Entries pointing to named objects:

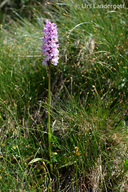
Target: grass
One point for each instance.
(89, 101)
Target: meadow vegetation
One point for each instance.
(89, 110)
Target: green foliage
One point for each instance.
(89, 104)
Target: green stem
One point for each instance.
(49, 119)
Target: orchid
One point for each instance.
(50, 46)
(51, 56)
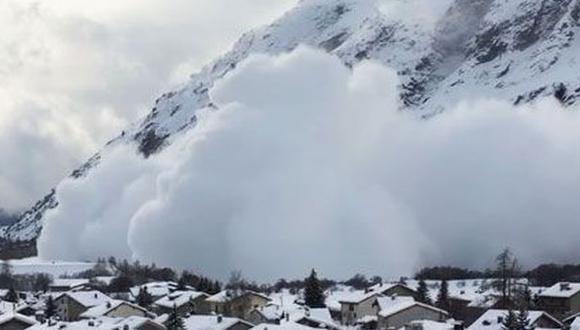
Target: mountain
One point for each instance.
(516, 50)
(6, 218)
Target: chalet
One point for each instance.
(69, 284)
(356, 305)
(432, 325)
(236, 303)
(186, 302)
(271, 314)
(284, 326)
(575, 324)
(70, 305)
(317, 318)
(396, 312)
(104, 323)
(493, 318)
(561, 299)
(394, 289)
(204, 322)
(157, 290)
(15, 321)
(116, 308)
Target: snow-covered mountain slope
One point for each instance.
(515, 50)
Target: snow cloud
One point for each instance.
(309, 164)
(74, 73)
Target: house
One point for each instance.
(271, 314)
(204, 322)
(575, 324)
(186, 302)
(571, 319)
(285, 326)
(157, 290)
(15, 321)
(317, 318)
(493, 318)
(431, 325)
(396, 312)
(236, 303)
(394, 289)
(70, 305)
(69, 284)
(561, 299)
(356, 305)
(116, 308)
(103, 323)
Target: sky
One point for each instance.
(325, 172)
(74, 73)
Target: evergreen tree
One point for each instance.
(174, 321)
(423, 292)
(6, 276)
(50, 309)
(11, 296)
(313, 295)
(443, 296)
(509, 322)
(144, 299)
(523, 321)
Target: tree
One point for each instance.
(50, 309)
(507, 269)
(174, 321)
(42, 282)
(6, 276)
(423, 292)
(144, 298)
(11, 296)
(443, 296)
(313, 295)
(509, 322)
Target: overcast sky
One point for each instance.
(73, 73)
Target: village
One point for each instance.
(93, 300)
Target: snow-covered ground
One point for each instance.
(55, 268)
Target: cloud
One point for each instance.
(90, 68)
(308, 164)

▶ _Task instructions_:
Retype every one of the records above line for line, without changing anything, and leave out the pictures.

▶ _Output of the task_:
Target: grass
One point for each instance.
(89, 101)
Target: meadow vegetation
One point for each instance.
(89, 110)
Target: green foliage
One point for each instance.
(89, 104)
Target: green stem
One point for each instance.
(49, 119)
Target: orchid
One point for each instance.
(50, 46)
(51, 56)
Target: mountain
One point for each instance.
(516, 50)
(6, 218)
Target: chalet
One point for each instance.
(69, 284)
(356, 305)
(432, 325)
(236, 303)
(186, 302)
(271, 314)
(284, 326)
(575, 324)
(70, 305)
(317, 318)
(396, 312)
(104, 323)
(493, 318)
(561, 299)
(394, 289)
(204, 322)
(157, 290)
(15, 321)
(116, 308)
Target: snow-covered mountain slope
One point for each instance.
(515, 50)
Target: snow cloud
One point for each instance.
(309, 164)
(74, 73)
Target: house
One point for each instance.
(271, 314)
(204, 322)
(575, 324)
(186, 302)
(571, 319)
(285, 326)
(157, 290)
(15, 321)
(317, 318)
(493, 318)
(431, 325)
(396, 312)
(236, 303)
(394, 289)
(70, 305)
(69, 284)
(561, 299)
(356, 305)
(116, 308)
(103, 323)
Target: sky
One point for each instance.
(325, 172)
(74, 73)
Target: evergreen tree
One point for each instance.
(174, 321)
(423, 292)
(6, 276)
(50, 309)
(11, 296)
(313, 295)
(443, 296)
(509, 322)
(144, 299)
(523, 321)
Target: tree
One point for each instance.
(50, 309)
(507, 269)
(174, 321)
(42, 282)
(6, 276)
(423, 292)
(144, 298)
(11, 296)
(443, 296)
(313, 295)
(509, 322)
Target: overcast sky
One point for each instance.
(73, 73)
Target: village
One point for each instance.
(93, 300)
Target: snow-covered ground
One point for each instance.
(55, 268)
Target: cloud
One point for each instance.
(90, 68)
(308, 164)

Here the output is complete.